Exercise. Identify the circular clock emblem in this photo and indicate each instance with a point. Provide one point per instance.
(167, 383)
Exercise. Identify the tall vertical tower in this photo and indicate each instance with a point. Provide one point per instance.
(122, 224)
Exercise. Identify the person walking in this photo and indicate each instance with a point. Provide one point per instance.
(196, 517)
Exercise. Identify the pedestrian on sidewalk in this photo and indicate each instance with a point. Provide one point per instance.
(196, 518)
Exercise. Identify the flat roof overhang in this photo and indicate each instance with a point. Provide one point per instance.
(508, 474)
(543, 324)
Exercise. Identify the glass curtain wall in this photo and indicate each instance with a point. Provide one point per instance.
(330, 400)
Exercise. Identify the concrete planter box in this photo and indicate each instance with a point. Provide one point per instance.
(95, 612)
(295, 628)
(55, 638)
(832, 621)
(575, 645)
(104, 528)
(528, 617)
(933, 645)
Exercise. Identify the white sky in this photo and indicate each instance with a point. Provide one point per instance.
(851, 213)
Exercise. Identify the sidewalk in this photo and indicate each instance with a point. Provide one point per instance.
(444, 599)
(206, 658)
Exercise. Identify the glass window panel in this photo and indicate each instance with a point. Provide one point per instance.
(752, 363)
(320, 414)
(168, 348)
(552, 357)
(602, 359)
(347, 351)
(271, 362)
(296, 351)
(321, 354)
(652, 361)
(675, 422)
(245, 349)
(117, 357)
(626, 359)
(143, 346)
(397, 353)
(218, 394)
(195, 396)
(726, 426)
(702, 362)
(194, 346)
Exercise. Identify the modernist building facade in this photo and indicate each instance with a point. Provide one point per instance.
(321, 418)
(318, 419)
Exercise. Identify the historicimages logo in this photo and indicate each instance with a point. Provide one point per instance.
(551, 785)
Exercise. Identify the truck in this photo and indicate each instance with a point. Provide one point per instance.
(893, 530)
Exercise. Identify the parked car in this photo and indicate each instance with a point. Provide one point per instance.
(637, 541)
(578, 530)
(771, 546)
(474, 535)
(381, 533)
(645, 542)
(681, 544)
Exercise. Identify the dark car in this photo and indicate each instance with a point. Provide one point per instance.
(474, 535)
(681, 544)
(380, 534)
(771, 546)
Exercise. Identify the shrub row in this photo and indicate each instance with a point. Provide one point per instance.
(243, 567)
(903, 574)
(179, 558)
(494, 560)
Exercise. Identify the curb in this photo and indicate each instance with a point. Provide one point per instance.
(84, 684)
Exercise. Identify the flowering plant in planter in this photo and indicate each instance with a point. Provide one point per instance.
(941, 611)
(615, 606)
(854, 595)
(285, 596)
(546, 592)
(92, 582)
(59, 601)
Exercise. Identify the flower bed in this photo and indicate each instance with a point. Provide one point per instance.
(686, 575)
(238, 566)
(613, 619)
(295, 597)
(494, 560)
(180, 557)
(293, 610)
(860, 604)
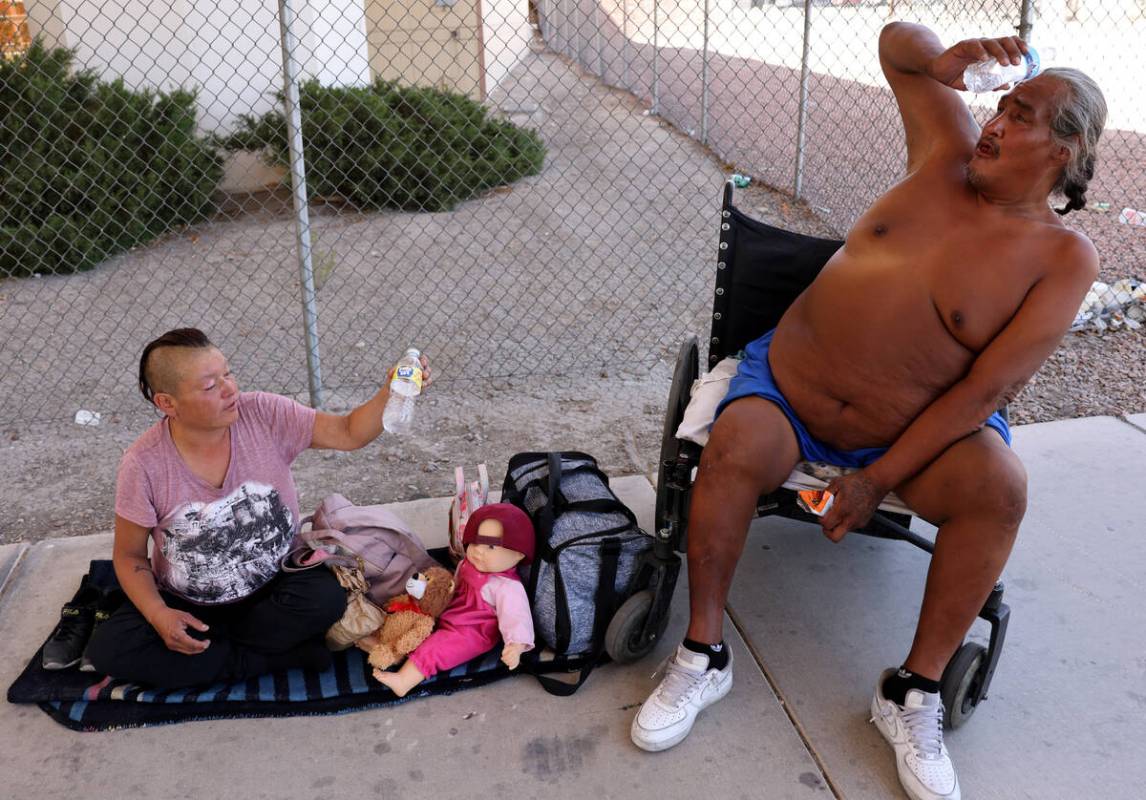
-------------------------
Written problem: Please pull out every line of the material above that contains the word "sidewalk", matching its case exactly.

Solution for this task:
Exercise. Identify the pedestrian on sidewalk in this photo and indicate each instance with a point. Provide one point per instance.
Exercise. Identify the sidewalk in this photo and indicate each instance with a point. Provide one point per instance.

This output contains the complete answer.